→ **Work required**
Pull out each line below that contains the string "stitching". Case matters, so a line counts only if the capitalization matches.
-- Begin Recorded data --
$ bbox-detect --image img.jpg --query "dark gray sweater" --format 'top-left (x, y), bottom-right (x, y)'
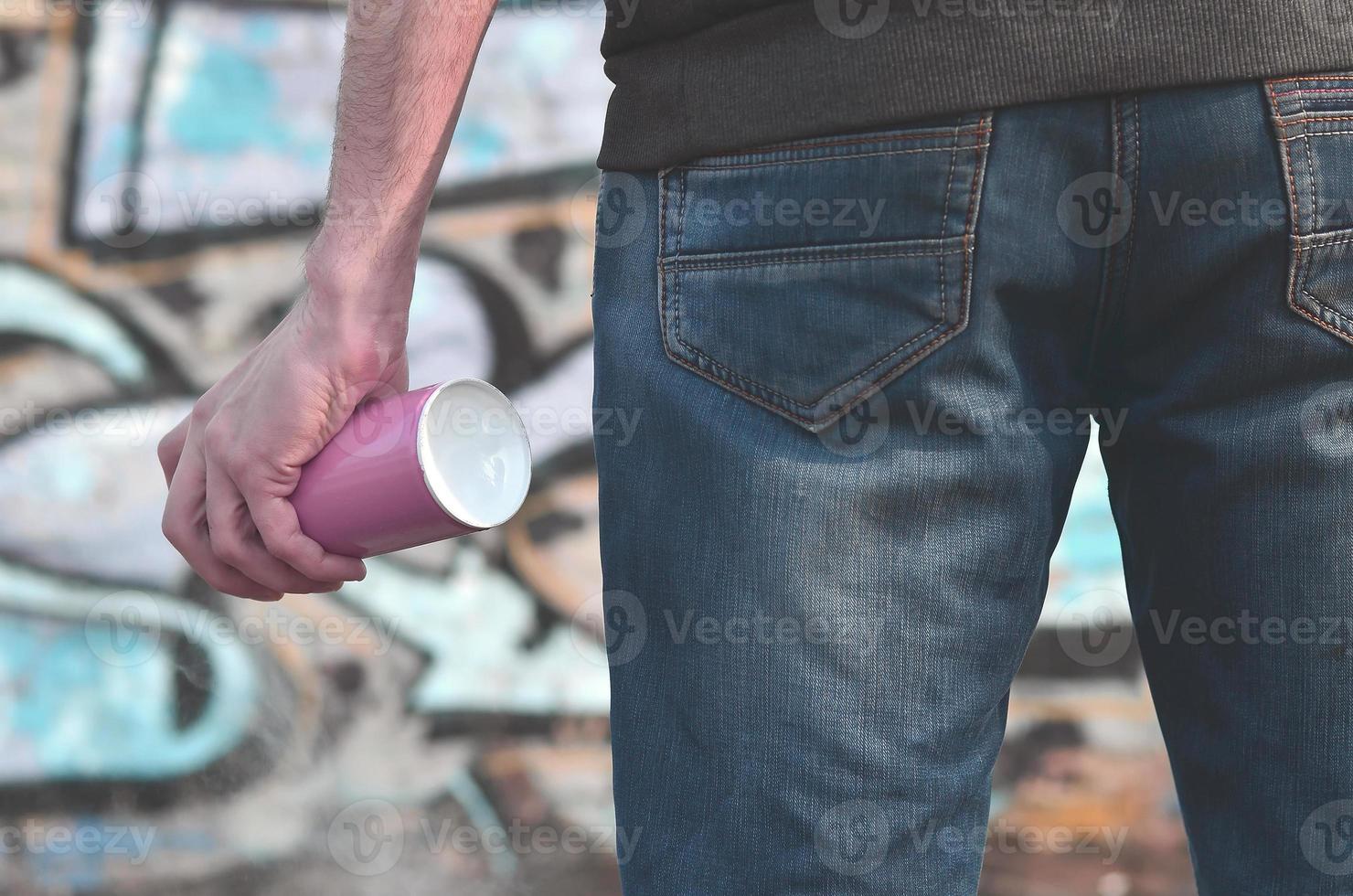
top-left (598, 0), bottom-right (1353, 169)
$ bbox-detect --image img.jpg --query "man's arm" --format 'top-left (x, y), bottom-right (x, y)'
top-left (160, 0), bottom-right (495, 600)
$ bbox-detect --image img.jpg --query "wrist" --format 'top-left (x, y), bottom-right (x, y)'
top-left (302, 256), bottom-right (412, 381)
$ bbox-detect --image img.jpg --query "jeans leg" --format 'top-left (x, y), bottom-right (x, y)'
top-left (594, 96), bottom-right (1104, 896)
top-left (1104, 85), bottom-right (1353, 896)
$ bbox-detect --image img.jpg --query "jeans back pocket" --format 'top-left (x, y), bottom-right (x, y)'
top-left (657, 113), bottom-right (990, 431)
top-left (1265, 73), bottom-right (1353, 343)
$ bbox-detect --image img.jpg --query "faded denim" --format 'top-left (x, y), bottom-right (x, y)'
top-left (594, 76), bottom-right (1353, 896)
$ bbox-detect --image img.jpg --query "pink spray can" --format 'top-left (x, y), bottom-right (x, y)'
top-left (291, 379), bottom-right (530, 558)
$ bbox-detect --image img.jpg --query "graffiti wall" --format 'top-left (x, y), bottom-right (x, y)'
top-left (0, 0), bottom-right (1190, 896)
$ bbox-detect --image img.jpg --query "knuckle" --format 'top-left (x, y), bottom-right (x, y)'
top-left (188, 400), bottom-right (212, 428)
top-left (155, 436), bottom-right (173, 467)
top-left (211, 538), bottom-right (248, 569)
top-left (202, 417), bottom-right (233, 457)
top-left (160, 513), bottom-right (178, 549)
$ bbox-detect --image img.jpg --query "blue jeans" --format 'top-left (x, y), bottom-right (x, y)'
top-left (594, 74), bottom-right (1353, 896)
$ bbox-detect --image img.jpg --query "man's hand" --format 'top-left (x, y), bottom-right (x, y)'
top-left (160, 296), bottom-right (409, 600)
top-left (160, 0), bottom-right (495, 600)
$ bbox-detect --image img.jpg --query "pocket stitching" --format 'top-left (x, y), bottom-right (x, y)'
top-left (666, 240), bottom-right (962, 271)
top-left (1265, 79), bottom-right (1353, 344)
top-left (657, 115), bottom-right (990, 429)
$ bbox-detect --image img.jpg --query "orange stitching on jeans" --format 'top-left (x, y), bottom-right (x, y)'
top-left (710, 123), bottom-right (986, 158)
top-left (1273, 114), bottom-right (1353, 133)
top-left (668, 243), bottom-right (959, 271)
top-left (1273, 86), bottom-right (1353, 96)
top-left (680, 142), bottom-right (986, 171)
top-left (939, 123), bottom-right (977, 321)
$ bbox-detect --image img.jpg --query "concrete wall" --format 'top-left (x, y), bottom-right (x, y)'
top-left (0, 0), bottom-right (1190, 896)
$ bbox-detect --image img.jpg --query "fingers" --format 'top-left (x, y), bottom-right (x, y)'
top-left (160, 429), bottom-right (282, 601)
top-left (206, 453), bottom-right (342, 594)
top-left (155, 417), bottom-right (189, 485)
top-left (245, 491), bottom-right (367, 582)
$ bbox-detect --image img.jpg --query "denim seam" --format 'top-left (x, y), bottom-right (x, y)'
top-left (667, 242), bottom-right (962, 271)
top-left (1296, 90), bottom-right (1320, 230)
top-left (680, 123), bottom-right (989, 168)
top-left (1279, 110), bottom-right (1353, 127)
top-left (1279, 129), bottom-right (1353, 144)
top-left (1265, 80), bottom-right (1353, 343)
top-left (1273, 86), bottom-right (1353, 98)
top-left (939, 123), bottom-right (958, 321)
top-left (680, 141), bottom-right (987, 171)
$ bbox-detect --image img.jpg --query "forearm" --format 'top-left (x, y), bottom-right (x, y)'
top-left (305, 0), bottom-right (495, 330)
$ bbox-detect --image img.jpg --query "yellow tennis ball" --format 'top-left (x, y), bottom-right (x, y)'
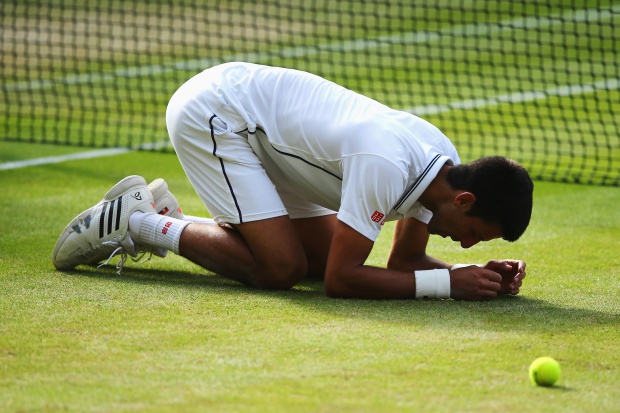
top-left (530, 357), bottom-right (560, 387)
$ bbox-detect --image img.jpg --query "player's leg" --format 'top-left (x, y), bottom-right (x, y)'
top-left (292, 213), bottom-right (337, 279)
top-left (163, 85), bottom-right (307, 288)
top-left (179, 216), bottom-right (307, 289)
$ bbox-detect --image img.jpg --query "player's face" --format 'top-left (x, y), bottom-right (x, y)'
top-left (427, 209), bottom-right (502, 248)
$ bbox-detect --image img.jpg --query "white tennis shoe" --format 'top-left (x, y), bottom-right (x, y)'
top-left (52, 175), bottom-right (156, 271)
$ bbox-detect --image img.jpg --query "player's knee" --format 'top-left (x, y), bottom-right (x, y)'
top-left (257, 257), bottom-right (308, 290)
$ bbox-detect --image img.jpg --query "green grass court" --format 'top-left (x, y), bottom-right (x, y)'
top-left (0, 0), bottom-right (620, 413)
top-left (0, 143), bottom-right (620, 412)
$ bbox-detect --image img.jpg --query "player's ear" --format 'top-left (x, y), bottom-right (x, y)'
top-left (454, 192), bottom-right (476, 211)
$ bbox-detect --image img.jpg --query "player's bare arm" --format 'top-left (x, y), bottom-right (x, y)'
top-left (388, 218), bottom-right (512, 300)
top-left (325, 221), bottom-right (502, 300)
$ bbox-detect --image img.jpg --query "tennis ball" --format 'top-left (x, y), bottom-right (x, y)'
top-left (530, 357), bottom-right (560, 387)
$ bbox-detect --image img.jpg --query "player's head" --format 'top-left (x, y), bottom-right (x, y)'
top-left (447, 156), bottom-right (534, 241)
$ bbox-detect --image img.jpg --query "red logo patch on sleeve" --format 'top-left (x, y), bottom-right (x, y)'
top-left (370, 211), bottom-right (385, 222)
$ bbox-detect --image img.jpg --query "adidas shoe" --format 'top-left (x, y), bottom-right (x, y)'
top-left (52, 175), bottom-right (155, 271)
top-left (143, 178), bottom-right (185, 259)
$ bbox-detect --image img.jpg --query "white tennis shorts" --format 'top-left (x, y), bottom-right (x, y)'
top-left (166, 71), bottom-right (335, 224)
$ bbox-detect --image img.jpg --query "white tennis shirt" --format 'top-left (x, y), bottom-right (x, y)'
top-left (196, 62), bottom-right (460, 241)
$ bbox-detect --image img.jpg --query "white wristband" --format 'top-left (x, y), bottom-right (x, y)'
top-left (450, 264), bottom-right (484, 271)
top-left (415, 269), bottom-right (450, 299)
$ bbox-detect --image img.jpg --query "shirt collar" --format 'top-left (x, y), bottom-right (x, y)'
top-left (394, 154), bottom-right (452, 216)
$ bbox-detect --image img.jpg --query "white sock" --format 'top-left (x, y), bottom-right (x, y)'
top-left (129, 211), bottom-right (190, 254)
top-left (183, 215), bottom-right (217, 225)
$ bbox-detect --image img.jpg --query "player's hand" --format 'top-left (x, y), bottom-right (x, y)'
top-left (484, 260), bottom-right (525, 295)
top-left (450, 265), bottom-right (502, 301)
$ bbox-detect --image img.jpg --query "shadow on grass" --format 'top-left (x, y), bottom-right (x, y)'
top-left (65, 266), bottom-right (619, 335)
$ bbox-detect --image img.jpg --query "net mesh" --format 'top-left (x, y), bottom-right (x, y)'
top-left (0, 0), bottom-right (620, 185)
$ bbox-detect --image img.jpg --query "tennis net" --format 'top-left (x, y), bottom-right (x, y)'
top-left (0, 0), bottom-right (620, 186)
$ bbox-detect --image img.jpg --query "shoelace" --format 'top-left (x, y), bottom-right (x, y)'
top-left (97, 240), bottom-right (128, 275)
top-left (97, 239), bottom-right (160, 275)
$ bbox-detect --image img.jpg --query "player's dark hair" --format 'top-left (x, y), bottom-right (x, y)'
top-left (447, 156), bottom-right (534, 241)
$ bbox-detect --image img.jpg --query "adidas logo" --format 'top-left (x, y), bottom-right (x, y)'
-- End Recorded data --
→ **Output**
$ bbox-detect --image img.jpg --query "pocket stitching" --format 'top-left (x, y), bottom-right (x, y)'
$ bbox-detect --image img.jpg --query "orange stitching on jeans" --format 'top-left (x, y), bottom-right (x, y)'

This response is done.